= QUÉ SE PIDE =
Reproduce sin cambios el pasaje del texto sobre la pandemia y las brechas digitales que va desde "De todas formas, la" hasta "ley de Murphy.", ambos incluidos.

Entre la gran variedad de consecuencias del COVID19, se encuentra la migración de actividades cotidianas al mundo del Internet, el incremento en videollamadas grupales para conectar con amistades es un resultado poco comentado de esta maldita pandemia. Del lado menos relajado, el mundo laboral, muchos han experimentado la migración de su oficina al hogar. Un peregrinaje para el que gran cantidad de personas no estaban preparadas pero que con el paso del tiempo se ha hecho más familiar.

Como parte de esa normalidad digital, se ha observado un fuerte aumento en presentaciones provistas por distintos actores de la industria de telecomunicaciones. El incremento en charlas, webinarios y podcasts ha superado la demanda. Es prácticamente imposible lograr participar de toda esta impartición de conocimiento pues el día tan sólo cuenta con 24 horas. Algo un poco triste pues algunas de las charlas que están ocurriendo merecen no solo nuestra atención, sino la de los líderes que supuestamente nos tienen que guiar durante estos meses de aislamiento.

De todas formas, la vida nos regala de todo un poco como si deseara evitarnos el aburrimiento. También están las charlas, usualmente en las que uno logra conectarse, en las que se presenta como tartamudeo tragicómico la aseveración en que se da vivas al Internet y al mundo de las telecomunicaciones pues nos han permitido seguir con un poco de normalidad los días de cuarentena, muchas veces autoimpuesta. Ese humor tan oscuro que se desborda de la ley de Murphy.

Sin embargo, cada vez que escucho esa frase inmediatamente se forman en mi mente interrogantes como ¿normalidad para quién? ¿acaso la informalidad no constituye cerca del 50% de la fuerza laboral en América Latina? ¿Qué equipos y qué conexiones de banda ancha son las mínimas que podrían clasificarse como cercanas a la normalidad? ¿Acaso será una nueva burla de la ley de Murphy?

La raíz del problema la conocemos todos: es el egoísmo y la natural tendencia al protagonismo. Muchas veces pecamos de reducir a la humanidad a nuestra realidad y gracias al maravilloso mundo del Internet hay quienes alegan que nos estamos volviendo más intolerantes. Nos interesa escuchar y leer a quienes comparten un discurso similar al propio, donde el mundo es color de rosa y los unicornios nuevamente son animales mitológicos. Esto sin contar al rechazo que gran parte de la sociedad siente hacia las malas noticias, hacia todo aquello que lo pueda llegar a sentirse culpable o al menos parte de un mundo privilegiado que representa a una porción minoritaria de la población. De los que reciben a la pandemia con el vaso y el refrigerador medio llenos.

Es por tal razón, que atreverse a decir que la pandemia ha exhibido las grandes diferencias en acceso a servicios de telecomunicaciones es valentía de unos pocos. Como si salieran de las entrañas de Sherwood, afirmar que las brechas digitales están mostrando su lado más doloroso (y peligroso) en un momento donde la información puede significar la diferencia entre la vida y la muerte no es algo popular. Recordar máximas como el “conectar a los desconectados” se transforma en rezo incómodo en un mundo donde lo fácil es adorar ídolos de oro. ¡Qué mal le va a los Robin Hood modernos!

= REGISTROS PROPORCIONADOS =

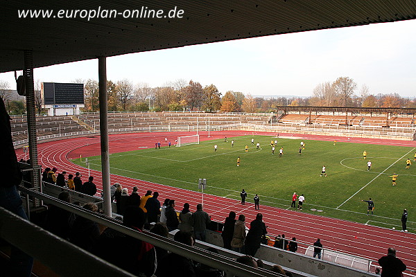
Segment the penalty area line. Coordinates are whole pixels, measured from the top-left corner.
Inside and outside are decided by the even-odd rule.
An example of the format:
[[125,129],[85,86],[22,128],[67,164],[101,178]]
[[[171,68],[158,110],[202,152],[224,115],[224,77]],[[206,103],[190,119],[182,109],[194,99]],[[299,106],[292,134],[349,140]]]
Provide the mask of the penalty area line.
[[360,188],[358,190],[357,190],[356,193],[355,193],[354,195],[351,195],[351,197],[349,197],[349,198],[348,198],[347,200],[344,201],[343,202],[343,204],[341,204],[340,206],[338,206],[338,207],[336,207],[336,210],[338,210],[341,206],[343,206],[343,204],[345,204],[345,203],[347,203],[350,199],[352,199],[352,197],[354,197],[354,196],[356,195],[357,193],[358,193],[360,191],[363,190],[364,188],[365,188],[365,187],[367,187],[367,186],[370,185],[373,181],[374,181],[376,179],[377,179],[377,177],[380,175],[381,175],[383,173],[384,173],[385,171],[387,171],[387,170],[388,170],[390,168],[391,168],[392,166],[393,166],[397,162],[398,162],[399,161],[400,161],[401,159],[402,159],[405,156],[406,156],[407,154],[408,154],[410,152],[413,152],[415,150],[415,149],[416,148],[413,148],[411,150],[410,150],[409,152],[408,152],[407,153],[406,153],[404,155],[401,156],[401,157],[399,158],[396,161],[395,161],[393,163],[392,163],[391,165],[390,165],[387,168],[385,168],[384,170],[383,170],[381,172],[380,172],[377,176],[376,176],[375,177],[374,177],[370,181],[369,181],[368,183],[367,183],[364,186],[363,186],[361,188]]

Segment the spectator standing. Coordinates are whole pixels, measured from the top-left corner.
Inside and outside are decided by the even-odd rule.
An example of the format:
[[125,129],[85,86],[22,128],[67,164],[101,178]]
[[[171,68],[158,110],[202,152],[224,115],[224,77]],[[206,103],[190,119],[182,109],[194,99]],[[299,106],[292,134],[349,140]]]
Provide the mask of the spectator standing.
[[[193,247],[193,238],[191,232],[178,231],[173,240],[184,244]],[[162,260],[155,274],[157,277],[196,277],[192,260],[175,253],[168,253]]]
[[169,200],[168,206],[166,208],[166,226],[169,232],[177,229],[179,225],[179,220],[177,220],[177,215],[176,211],[175,211],[175,200]]
[[406,224],[407,222],[407,217],[408,212],[407,210],[405,208],[404,210],[403,210],[403,215],[401,215],[401,229],[405,232],[407,232],[407,226],[406,226]]
[[[0,206],[28,220],[22,206],[21,199],[17,188],[21,183],[22,175],[17,163],[16,152],[12,141],[10,118],[3,99],[0,97],[0,145],[1,145],[2,177],[0,182]],[[12,246],[9,262],[1,267],[2,274],[12,276],[31,276],[33,258]]]
[[127,206],[139,206],[141,204],[140,195],[139,195],[139,188],[137,186],[133,187],[132,194],[128,197]]
[[117,190],[117,185],[119,185],[119,183],[114,183],[113,184],[113,185],[112,186],[110,187],[110,195],[111,197],[111,201],[112,202],[113,201],[114,201],[114,193],[116,193],[116,190]]
[[303,206],[303,202],[305,202],[305,197],[304,195],[302,195],[299,197],[299,199],[298,199],[298,202],[297,202],[297,209],[298,210],[302,210],[302,206]]
[[81,193],[91,196],[95,195],[95,194],[97,193],[97,187],[95,184],[92,182],[93,181],[94,177],[92,176],[88,177],[88,181],[83,184]]
[[207,225],[211,223],[211,217],[202,210],[202,204],[196,205],[196,211],[191,216],[191,225],[193,227],[193,233],[196,240],[205,241]]
[[239,215],[239,220],[234,225],[234,232],[231,241],[232,249],[239,253],[243,253],[244,241],[245,240],[245,216]]
[[291,208],[296,208],[296,199],[297,199],[297,195],[296,193],[293,193],[293,195],[292,195],[292,204],[291,205]]
[[292,252],[296,252],[297,251],[297,242],[296,242],[296,238],[292,238],[292,240],[289,242],[289,251]]
[[241,204],[245,205],[245,198],[247,197],[247,192],[244,190],[244,188],[243,188],[243,190],[241,190],[240,196],[241,197]]
[[[93,213],[98,211],[98,207],[94,203],[87,203],[83,208]],[[73,222],[69,241],[77,247],[91,252],[99,236],[98,224],[91,220],[78,215]]]
[[51,168],[46,168],[42,173],[42,181],[48,181],[48,172],[51,171]]
[[245,253],[251,256],[254,256],[261,242],[261,237],[266,235],[267,231],[266,224],[263,222],[263,215],[260,213],[256,215],[256,219],[250,224],[250,228],[247,237],[244,247]]
[[67,172],[65,171],[62,171],[62,173],[60,173],[56,177],[56,186],[65,186],[65,175]]
[[121,190],[123,190],[123,187],[119,183],[116,183],[117,184],[117,188],[116,188],[116,191],[114,192],[114,200],[116,200],[116,206],[117,208],[117,213],[121,215],[120,204],[121,203]]
[[[144,225],[143,210],[137,206],[128,207],[123,225],[141,232]],[[153,245],[110,228],[100,235],[93,253],[134,275],[150,277],[156,271]]]
[[153,197],[148,199],[145,208],[148,211],[148,222],[158,222],[158,216],[160,214],[160,202],[157,199],[159,193],[153,193]]
[[164,202],[163,202],[163,206],[160,209],[160,222],[164,224],[166,223],[166,208],[169,206],[170,200],[170,199],[166,198]]
[[75,190],[75,185],[73,184],[73,175],[70,174],[68,175],[68,188],[71,190]]
[[193,228],[192,228],[192,225],[191,225],[191,216],[192,213],[189,211],[189,204],[184,204],[184,208],[179,214],[179,220],[180,221],[180,223],[179,224],[180,230],[186,231],[187,232],[193,231]]
[[127,188],[124,188],[121,190],[121,195],[120,196],[120,211],[117,210],[117,213],[119,215],[124,215],[124,211],[128,206],[128,199],[130,196],[128,195],[128,190]]
[[320,239],[318,239],[316,242],[313,242],[313,258],[318,256],[318,258],[321,258],[321,251],[322,251],[322,244],[320,242]]
[[260,203],[260,197],[259,197],[259,195],[256,195],[253,199],[254,200],[254,210],[259,210],[259,204]]
[[75,186],[75,191],[80,192],[83,187],[83,181],[81,177],[83,175],[80,172],[75,173],[75,177],[73,177],[73,185]]
[[381,277],[401,277],[406,270],[406,265],[396,257],[396,249],[392,247],[387,250],[387,256],[379,259],[379,265],[381,267]]
[[236,213],[231,211],[228,217],[225,218],[224,227],[223,228],[223,242],[224,242],[224,248],[231,250],[231,241],[234,235],[234,226],[236,224]]

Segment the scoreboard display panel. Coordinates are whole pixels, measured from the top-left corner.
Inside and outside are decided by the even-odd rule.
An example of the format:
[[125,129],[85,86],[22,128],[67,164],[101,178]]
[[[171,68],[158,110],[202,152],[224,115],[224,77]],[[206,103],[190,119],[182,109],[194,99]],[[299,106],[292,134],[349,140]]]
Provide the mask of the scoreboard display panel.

= SOLUCIÓN DEL EJERCICIO =
De todas formas, la vida nos regala de todo un poco como si deseara evitarnos el aburrimiento. También están las charlas, usualmente en las que uno logra conectarse, en las que se presenta como tartamudeo tragicómico la aseveración en que se da vivas al Internet y al mundo de las telecomunicaciones pues nos han permitido seguir con un poco de normalidad los días de cuarentena, muchas veces autoimpuesta. Ese humor tan oscuro que se desborda de la ley de Murphy.